Exercise details: Would you repeat the listing exactly but omit every picture?

+++ Extracted data +++

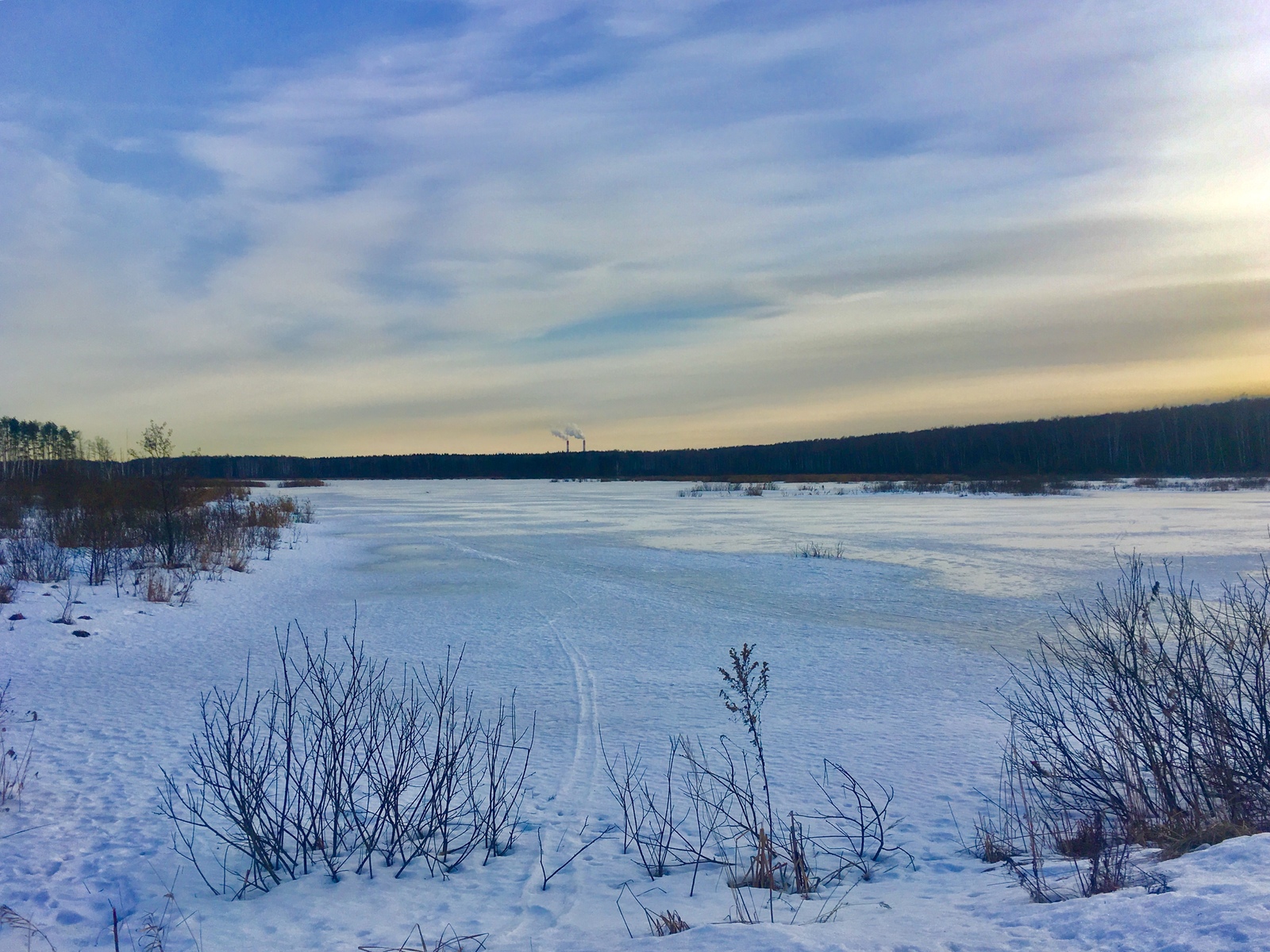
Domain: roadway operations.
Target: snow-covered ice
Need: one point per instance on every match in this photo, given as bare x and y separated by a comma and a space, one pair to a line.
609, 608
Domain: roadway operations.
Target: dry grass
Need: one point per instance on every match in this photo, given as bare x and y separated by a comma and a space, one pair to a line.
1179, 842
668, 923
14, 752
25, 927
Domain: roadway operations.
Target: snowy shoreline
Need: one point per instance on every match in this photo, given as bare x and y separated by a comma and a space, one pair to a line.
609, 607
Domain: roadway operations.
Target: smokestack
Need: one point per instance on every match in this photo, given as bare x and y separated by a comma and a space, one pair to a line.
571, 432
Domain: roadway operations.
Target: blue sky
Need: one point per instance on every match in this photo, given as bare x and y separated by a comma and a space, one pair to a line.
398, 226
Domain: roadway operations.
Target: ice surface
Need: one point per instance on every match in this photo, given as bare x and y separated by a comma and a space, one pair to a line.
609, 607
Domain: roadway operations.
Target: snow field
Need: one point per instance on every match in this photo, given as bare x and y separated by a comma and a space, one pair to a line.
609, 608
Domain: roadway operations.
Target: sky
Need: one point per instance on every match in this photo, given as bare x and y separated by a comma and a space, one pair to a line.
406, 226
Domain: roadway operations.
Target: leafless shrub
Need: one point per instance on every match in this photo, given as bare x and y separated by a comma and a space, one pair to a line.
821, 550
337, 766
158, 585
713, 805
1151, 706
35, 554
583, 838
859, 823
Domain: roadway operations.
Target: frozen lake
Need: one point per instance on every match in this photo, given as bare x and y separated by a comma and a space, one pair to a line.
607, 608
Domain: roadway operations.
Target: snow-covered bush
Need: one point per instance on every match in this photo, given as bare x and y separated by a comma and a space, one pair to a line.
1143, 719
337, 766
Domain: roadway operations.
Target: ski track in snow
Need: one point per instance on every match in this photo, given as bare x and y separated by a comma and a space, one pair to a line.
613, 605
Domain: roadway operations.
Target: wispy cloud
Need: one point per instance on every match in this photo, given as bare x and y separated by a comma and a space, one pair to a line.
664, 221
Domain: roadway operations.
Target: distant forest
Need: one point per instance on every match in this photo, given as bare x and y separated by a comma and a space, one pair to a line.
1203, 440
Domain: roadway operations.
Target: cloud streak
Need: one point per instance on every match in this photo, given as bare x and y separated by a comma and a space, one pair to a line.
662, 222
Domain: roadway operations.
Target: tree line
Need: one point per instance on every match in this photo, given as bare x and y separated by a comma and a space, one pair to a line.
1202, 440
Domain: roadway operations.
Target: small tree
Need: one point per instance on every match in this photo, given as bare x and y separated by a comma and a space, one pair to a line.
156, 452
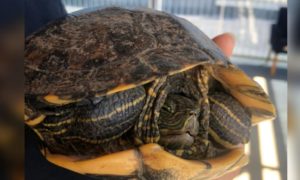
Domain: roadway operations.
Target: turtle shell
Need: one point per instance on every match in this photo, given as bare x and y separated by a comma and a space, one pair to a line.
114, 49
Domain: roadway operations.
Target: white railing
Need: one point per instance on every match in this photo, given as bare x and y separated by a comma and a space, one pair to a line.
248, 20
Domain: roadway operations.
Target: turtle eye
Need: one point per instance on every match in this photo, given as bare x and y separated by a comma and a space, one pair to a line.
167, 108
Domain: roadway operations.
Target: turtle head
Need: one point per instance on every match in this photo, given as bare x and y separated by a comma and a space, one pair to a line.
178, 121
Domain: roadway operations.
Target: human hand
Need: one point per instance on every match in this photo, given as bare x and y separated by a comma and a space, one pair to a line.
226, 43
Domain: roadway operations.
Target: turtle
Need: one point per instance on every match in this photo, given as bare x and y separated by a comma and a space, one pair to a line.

+++

Response to the task:
Domain: roadway operations.
Target: snow-covered ice
Need: one point per instance on every match in this photo, given as bare x and y separated by a comma and a space, one pair to a line.
609, 608
Domain: roadway operations.
Target: dry grass
Need: one point per instance on every match in this photo, given as bare x and y separated by a comma and a space, one pair to a line.
1179, 842
668, 923
14, 752
25, 927
Domain: roadway operations.
Target: snowy shoreline
Need: one point per instance on every match in this photo, given as bare x and y separated by a comma and a space, one pair to a line.
609, 607
Domain: roadway operations.
Target: smokestack
Need: one point per instance on every match in this photo, given as bare x and y separated by a comma and a space, one pair to a line.
571, 432
Domain: roadway operations.
Target: blue sky
Need: one point per instance on every match in this photo, given as bare x and y separated by a comma and a space, one pair to a line.
398, 226
Domain: roadway operations.
Target: ice surface
Need: one point per instance on every match in this photo, given as bare x and y separated by a comma and a space, one pair to a line.
609, 607
Domain: roadway operations.
Target: snow field
Need: one point per instance on every match in this photo, given as bare x and y separated by a comma and a space, one pair to a line.
609, 608
Domain: roadway operations.
Target: sky
Need: one point per instance on every match in this photo, given as bare x and y separated by a comma and a space, one pair to a line.
406, 226
Domain: roadway operations.
Target: leafless shrub
Need: one point per instance on every match in this photo, given as bare x and y separated by a comma and a space, one pair to a line.
821, 550
337, 766
158, 585
713, 805
1151, 706
35, 554
583, 838
859, 823
Domain: roadway operations.
Target: frozen lake
Need: one point per instance on every match in this photo, given as bare x and y separated by a comma and a space, one pair to a line.
607, 608
Domain: roadway operations.
Target: snow-covered bush
Need: one point per instance on every match in this photo, given as bare x and y separated by a comma and a space, one pair to a line.
1143, 719
337, 766
Domain: roadway operations.
Target: ski track in snow
Need: one point per instance on every match in this photo, given as bare x and y separated by a comma and a space, one pair to a line.
613, 605
Domain: roadway operations.
Target: wispy cloud
Need: one point per instance on every match in this photo, given as bare x and y separated by a comma and a space, one pair to a line.
664, 221
Domain: roadway operations.
Target: distant forest
Need: one point per instance on every match in this photo, given as bare x and y separated by a comma and a space, one pair to a line.
1203, 440
Domain: roadway operations.
Target: cloud streak
Need: one point per instance on every match in this photo, given as bare x and y separated by a comma and a space, one pair to a line.
662, 222
Domain: roadway operations.
Target: tree line
Need: one point per instance on every match in this photo, given as bare x and y separated by a comma and a space, one pair to a line.
1202, 440
Domain: roadway operations.
Target: small tree
Need: one point per instance on every match in this photo, given as bare x and y separated by a comma and a space, one pair to a line.
156, 452
Domain: roadway operations.
Target: turtle shell
Need: one point per instance on every match in this photo, given as bare x and y separated by a comma and a space, one pair to a line.
114, 49
Domain: roadway operations.
Target: white railing
Need: one point per instance on every match in this photo, given as bare x and y separated by a comma and a space, one pair to a line.
248, 20
Domain: roadway operations.
Target: turtle eye
Need: one point per instance on every match in this photo, given as bare x and y separated by a comma and a space, one pair to a line.
167, 108
Domain: roadway operations.
Target: turtle head
Need: one point per instance on every match in this photo, given as bare x and y separated by a comma and a space, one pair to a line.
178, 121
Domain: roadway operations.
Target: human hand
Need: one point per instance on every match in this photo, given as bare x and y separated by a comma and a space, one pair to a line.
226, 43
Domain: roadway operations.
Target: turtle
Need: one point per instance on every match in this photo, given as bare x and y separated by a comma and a space, one pair to a line.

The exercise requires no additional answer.